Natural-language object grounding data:
######

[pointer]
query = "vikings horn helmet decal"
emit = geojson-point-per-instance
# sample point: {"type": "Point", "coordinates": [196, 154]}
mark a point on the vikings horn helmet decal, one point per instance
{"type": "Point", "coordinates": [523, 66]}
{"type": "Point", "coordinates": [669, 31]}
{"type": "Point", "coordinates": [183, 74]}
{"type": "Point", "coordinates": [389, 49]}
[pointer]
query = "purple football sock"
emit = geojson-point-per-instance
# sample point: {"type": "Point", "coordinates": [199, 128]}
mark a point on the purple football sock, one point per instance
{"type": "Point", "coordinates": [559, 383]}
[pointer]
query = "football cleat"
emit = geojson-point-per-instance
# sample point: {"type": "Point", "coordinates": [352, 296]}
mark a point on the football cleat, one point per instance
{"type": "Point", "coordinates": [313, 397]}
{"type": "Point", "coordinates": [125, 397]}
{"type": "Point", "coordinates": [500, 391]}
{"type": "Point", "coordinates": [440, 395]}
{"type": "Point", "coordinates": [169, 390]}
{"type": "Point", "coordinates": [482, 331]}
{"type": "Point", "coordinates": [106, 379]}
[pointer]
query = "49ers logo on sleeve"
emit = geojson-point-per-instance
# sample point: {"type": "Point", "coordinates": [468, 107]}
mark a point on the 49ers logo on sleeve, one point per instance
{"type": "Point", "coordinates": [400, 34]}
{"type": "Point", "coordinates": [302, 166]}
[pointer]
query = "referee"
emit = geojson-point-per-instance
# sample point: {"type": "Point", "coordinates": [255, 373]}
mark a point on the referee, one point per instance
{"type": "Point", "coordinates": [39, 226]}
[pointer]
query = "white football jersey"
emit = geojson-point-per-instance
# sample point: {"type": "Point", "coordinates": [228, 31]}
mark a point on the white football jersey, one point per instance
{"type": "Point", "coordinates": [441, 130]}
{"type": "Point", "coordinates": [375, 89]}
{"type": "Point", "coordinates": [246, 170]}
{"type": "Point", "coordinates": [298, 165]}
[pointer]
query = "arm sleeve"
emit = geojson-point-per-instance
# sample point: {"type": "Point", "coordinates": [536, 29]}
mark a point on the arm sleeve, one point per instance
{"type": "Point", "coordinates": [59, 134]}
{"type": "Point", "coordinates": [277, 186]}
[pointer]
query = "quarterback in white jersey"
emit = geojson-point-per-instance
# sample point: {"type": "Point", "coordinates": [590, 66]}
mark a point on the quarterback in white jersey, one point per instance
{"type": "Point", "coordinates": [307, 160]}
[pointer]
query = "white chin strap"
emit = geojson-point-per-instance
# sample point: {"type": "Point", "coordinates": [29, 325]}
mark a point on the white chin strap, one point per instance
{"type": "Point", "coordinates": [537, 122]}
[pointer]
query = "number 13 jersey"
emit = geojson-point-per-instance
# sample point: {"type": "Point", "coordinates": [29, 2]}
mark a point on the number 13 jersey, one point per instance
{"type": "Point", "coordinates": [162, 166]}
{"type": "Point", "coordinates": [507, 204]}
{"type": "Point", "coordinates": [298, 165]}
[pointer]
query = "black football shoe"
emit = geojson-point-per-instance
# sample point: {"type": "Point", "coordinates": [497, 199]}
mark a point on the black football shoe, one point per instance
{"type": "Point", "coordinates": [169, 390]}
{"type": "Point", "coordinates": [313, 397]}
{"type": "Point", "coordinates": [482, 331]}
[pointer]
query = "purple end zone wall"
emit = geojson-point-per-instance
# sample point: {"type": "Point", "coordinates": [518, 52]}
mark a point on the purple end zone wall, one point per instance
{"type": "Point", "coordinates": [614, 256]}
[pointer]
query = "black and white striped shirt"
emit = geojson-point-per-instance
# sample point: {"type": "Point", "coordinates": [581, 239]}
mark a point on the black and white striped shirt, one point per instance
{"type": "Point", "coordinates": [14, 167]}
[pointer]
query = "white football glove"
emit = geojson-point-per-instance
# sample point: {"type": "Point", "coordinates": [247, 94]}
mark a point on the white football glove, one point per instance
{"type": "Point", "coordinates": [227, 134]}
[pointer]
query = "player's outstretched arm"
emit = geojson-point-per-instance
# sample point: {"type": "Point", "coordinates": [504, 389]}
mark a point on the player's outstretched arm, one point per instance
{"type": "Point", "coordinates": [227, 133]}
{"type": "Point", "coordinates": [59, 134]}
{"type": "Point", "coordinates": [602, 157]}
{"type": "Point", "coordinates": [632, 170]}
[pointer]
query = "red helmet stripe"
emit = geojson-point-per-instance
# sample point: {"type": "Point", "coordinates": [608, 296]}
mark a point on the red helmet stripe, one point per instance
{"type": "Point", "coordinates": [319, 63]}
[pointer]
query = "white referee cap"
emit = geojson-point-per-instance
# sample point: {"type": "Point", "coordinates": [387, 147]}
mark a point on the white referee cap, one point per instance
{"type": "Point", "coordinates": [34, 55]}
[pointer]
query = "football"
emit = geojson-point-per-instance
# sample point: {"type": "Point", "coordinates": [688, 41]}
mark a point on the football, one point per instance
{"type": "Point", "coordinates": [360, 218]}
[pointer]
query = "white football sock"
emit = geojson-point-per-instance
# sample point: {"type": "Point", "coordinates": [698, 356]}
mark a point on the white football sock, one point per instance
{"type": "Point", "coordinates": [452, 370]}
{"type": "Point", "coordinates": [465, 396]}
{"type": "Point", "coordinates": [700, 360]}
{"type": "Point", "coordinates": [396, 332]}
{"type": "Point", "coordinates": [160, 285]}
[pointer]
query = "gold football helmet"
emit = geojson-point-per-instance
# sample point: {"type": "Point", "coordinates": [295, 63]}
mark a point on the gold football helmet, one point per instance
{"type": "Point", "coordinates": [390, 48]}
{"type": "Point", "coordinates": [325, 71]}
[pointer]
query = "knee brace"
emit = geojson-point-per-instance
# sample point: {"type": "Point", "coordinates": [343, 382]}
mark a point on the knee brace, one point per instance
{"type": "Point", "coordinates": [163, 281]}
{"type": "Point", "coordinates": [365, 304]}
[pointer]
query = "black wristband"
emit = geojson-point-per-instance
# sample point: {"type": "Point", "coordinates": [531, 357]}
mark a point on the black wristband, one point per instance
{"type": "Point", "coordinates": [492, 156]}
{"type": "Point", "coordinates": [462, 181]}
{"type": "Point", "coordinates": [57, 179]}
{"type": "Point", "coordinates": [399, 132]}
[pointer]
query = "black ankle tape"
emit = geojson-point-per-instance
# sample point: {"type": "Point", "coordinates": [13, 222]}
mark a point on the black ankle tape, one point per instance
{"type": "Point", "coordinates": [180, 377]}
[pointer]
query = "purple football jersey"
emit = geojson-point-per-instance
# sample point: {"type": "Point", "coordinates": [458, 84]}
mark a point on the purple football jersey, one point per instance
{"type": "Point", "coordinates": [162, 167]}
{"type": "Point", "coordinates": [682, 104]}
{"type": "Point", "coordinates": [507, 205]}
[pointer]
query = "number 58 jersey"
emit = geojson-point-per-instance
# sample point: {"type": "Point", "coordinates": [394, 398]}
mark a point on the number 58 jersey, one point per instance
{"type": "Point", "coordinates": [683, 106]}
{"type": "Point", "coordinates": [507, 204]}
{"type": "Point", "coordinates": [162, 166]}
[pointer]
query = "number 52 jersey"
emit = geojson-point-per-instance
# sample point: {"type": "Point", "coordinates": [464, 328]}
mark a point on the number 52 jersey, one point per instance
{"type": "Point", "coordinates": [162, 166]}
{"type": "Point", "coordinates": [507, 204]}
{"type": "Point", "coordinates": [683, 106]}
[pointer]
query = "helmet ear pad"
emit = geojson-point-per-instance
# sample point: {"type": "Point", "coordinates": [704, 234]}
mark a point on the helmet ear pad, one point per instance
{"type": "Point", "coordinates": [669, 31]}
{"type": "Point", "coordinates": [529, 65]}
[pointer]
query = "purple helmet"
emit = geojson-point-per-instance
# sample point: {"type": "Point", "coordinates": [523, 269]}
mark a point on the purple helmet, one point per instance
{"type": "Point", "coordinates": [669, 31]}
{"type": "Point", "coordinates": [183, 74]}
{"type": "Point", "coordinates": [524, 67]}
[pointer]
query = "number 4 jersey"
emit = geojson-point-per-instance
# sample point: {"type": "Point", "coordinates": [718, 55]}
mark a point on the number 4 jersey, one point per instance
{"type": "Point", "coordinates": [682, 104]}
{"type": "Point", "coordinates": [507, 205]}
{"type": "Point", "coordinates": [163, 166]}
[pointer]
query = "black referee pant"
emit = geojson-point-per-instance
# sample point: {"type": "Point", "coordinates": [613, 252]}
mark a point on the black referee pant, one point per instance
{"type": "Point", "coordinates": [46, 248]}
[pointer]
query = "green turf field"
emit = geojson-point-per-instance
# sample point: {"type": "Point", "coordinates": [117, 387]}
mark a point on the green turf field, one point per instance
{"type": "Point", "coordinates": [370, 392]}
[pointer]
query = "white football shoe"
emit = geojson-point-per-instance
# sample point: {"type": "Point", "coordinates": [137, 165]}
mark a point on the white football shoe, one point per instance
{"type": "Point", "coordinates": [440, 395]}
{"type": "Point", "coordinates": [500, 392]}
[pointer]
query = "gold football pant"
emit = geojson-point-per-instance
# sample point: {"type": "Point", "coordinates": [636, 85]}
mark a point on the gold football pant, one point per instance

######

Write out exactly, and only, each line from the one with "mark a point on the number 4" down to the last line of the records above.

mark a point on the number 4 jersey, one point per instance
{"type": "Point", "coordinates": [682, 104]}
{"type": "Point", "coordinates": [507, 205]}
{"type": "Point", "coordinates": [163, 166]}
[pointer]
query = "black referee pant"
emit = geojson-point-per-instance
# sample point: {"type": "Point", "coordinates": [613, 252]}
mark a point on the black referee pant, one point per instance
{"type": "Point", "coordinates": [46, 248]}
[pointer]
query = "green turf field"
emit = geojson-point-per-instance
# sample point: {"type": "Point", "coordinates": [117, 387]}
mark a point on the green turf field, one point per instance
{"type": "Point", "coordinates": [370, 392]}
[pointer]
query = "white football shoe"
emit = geojson-point-per-instance
# sample point: {"type": "Point", "coordinates": [137, 165]}
mark a point on the white football shoe, one point per instance
{"type": "Point", "coordinates": [440, 395]}
{"type": "Point", "coordinates": [500, 392]}
[pointer]
query = "gold football pant"
emit = geojson-point-per-instance
# sample point: {"type": "Point", "coordinates": [636, 85]}
mark a point on the gold football pant, one point per instance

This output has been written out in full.